* BEGIN QUOTED TEXT *
Regarding the “severe or pervasive” element of a prima facie case for a Title VII sexual harassment hostile work environment claim, “[t]o be actionable, the work environment must be both objectively and subjectively offensive, one that a reasonable person would find offensive, and one that the victim did in fact perceive to be so.” Hernandez v. Yellow Transp., Inc., 670 F.3d 644, 651 (5th Cir. 2012); Harris v. Forklift Sys., Inc., 510 U.S. 17, 23 (1993). Workplace conduct is not measured in isolation. Id. To determine whether a work environment is sufficiently hostile, courts consider the totality of the circumstances including (1) the frequency of the discriminatory conduct; (2) its severity; (3) whether the conduct was physically threatening or humiliating or merely an offense utterance; and (4) whether it reasonably interfered with the employee's work performance. Id. “Title VII, however, is not a ‘general civility code.'” Faragher v. City of Boca Raton, 524 U.S. 775, 788 (1998) (internal quotation marks and citation omitted). Thus, “simple teasing, offhand comments, and isolated incidents (unless extremely serious) will not amount to discriminatory changes in the terms and conditions of employment.” Id.

The EEOC has adduced sufficient summary judgment evidence to state a prima facie claim for hostile work environment sexual harassment involving a supervisory employee. Claimants, as females, are members of a protected class based on gender. Likewise, the EEOC has alleged and supported with deposition testimony that LJ's conduct was unwelcome. Defendants do not contest either of the foregoing, but assert that LJ's conduct was not based on sex. Defendants further contend that claimants have essentially testified that LJ's conduct was merely offensive, not physically threatening or humiliating, and that it did not rise to the required level of severity or pervasiveness to create a hostile work environment.

In 2018, LJ began working as a Co-Manager for SDI Mineola under General Manager, Ty McPherson. Then, in October 2019, SDI Whitehouse hired LJ as the General Manager, where he remained until he was terminated in September 2021. It is undisputed that each claimant worked as a “carhop” or “middle crew member.” It is also undisputed that co-managers work under the general manager and supervise hourly employees, including assistant managers, carhops, cooks, and middle workers. Thus, the uncontroverted evidence shows that LJ supervised each of the claimants.
* END QUOTED TEXT *
* BEGIN EXTRACTED RECORDS *
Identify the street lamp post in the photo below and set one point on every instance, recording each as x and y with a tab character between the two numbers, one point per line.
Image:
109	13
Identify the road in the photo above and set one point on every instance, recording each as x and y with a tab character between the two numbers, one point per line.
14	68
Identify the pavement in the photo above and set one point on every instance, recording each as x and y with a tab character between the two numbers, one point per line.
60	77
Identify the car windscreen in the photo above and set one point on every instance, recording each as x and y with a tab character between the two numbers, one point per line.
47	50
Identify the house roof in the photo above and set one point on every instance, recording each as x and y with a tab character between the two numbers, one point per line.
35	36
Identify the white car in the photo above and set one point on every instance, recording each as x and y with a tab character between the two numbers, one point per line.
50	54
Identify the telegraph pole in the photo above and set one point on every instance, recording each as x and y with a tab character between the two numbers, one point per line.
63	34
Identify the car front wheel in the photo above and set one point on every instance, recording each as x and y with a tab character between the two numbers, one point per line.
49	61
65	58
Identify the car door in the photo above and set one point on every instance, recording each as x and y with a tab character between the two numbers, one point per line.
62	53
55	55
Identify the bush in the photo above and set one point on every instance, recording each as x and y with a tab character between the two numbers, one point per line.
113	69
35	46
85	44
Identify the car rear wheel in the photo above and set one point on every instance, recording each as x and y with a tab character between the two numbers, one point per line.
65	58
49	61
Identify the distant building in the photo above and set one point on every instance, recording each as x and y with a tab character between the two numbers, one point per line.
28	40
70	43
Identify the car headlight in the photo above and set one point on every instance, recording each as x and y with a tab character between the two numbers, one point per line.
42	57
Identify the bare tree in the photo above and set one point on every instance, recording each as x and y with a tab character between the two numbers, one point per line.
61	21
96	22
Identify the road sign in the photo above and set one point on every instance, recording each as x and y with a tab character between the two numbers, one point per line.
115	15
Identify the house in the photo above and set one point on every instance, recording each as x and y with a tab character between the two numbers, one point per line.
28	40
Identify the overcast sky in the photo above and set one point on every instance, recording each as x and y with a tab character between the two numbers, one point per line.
* END EXTRACTED RECORDS *
STATED EXERCISE A:
According to the Title VII harassment excerpt, when did SDI Whitehouse hire LJ as its General Manager?
STATED EXERCISE B:
Write the next part of the Title VII harassment excerpt, starting after its final sentence.
The data has no connection to the Title VII harassment excerpt.

EXPECTED ANSWER A:
In October 2019.

EXPECTED ANSWER B:
See e.g., Pl.'s Ex. B, Doc. No. 60-2 at *41, 51:20-25; Ex. C, Doc. No. 60-2, at *67, 49:8-21; Ex. D, Doc. No. 60-2 at *89, 53:19-21; Ex. E, Doc. No. 60-3 at *15, 18:4-25; Ex. F, Doc. No. 60-3 at *42-43, 77:18-25, 78:1-24; Ex. G, Doc. No. 60-3 at *73, 40:15-25; Ex. H, Doc. No. 60-3 at *95-96, 33:15-25, 34:1-17.

“The critical issue in determining whether workplace activities constitute harassment based on sex is ‘whether members of one sex are exposed to disadvantageous terms or conditions of employment to which members of the other sex are not exposed.'” Reine v. Honeywell Int'l Inc., 362 Fed.Appx. 395 (5th Cir. 2010), cert denied, (quoting Oncale v. Sundowner Offshore Servs., Inc., 523 U.S. 75, 80, (1998)). As discussed in detail below, the EEOC has provided examples of LJ's sexual conduct, directed toward each claimant, and evidence that his sexually harassing behavior was not likewise directed toward men. For example, while LJ would bang on the bathroom door while the male cooks were inside, it was not likewise accompanied by the sexual moaning or “let me in” comments. Further, Defendants did not identify a male employee that LJ also “brushed up against.” Accordingly, the record evidence does not demonstrate that LJ was an “equal opportunity” harasser, and a fact issue remains as to whether LJ's actions were based on the claimants' sex. Butler v. Ysleta Indep. Sch. Dist., 161 F.3d 263, 270-71 (5th Cir. 1998).

Pl.'s Ex. A, 50:17-51:12; 61:14-19; Ex. C, 56:4-18.

Pl.'s Ex. H, 67:19-23; Ex. Q, 74:8-15.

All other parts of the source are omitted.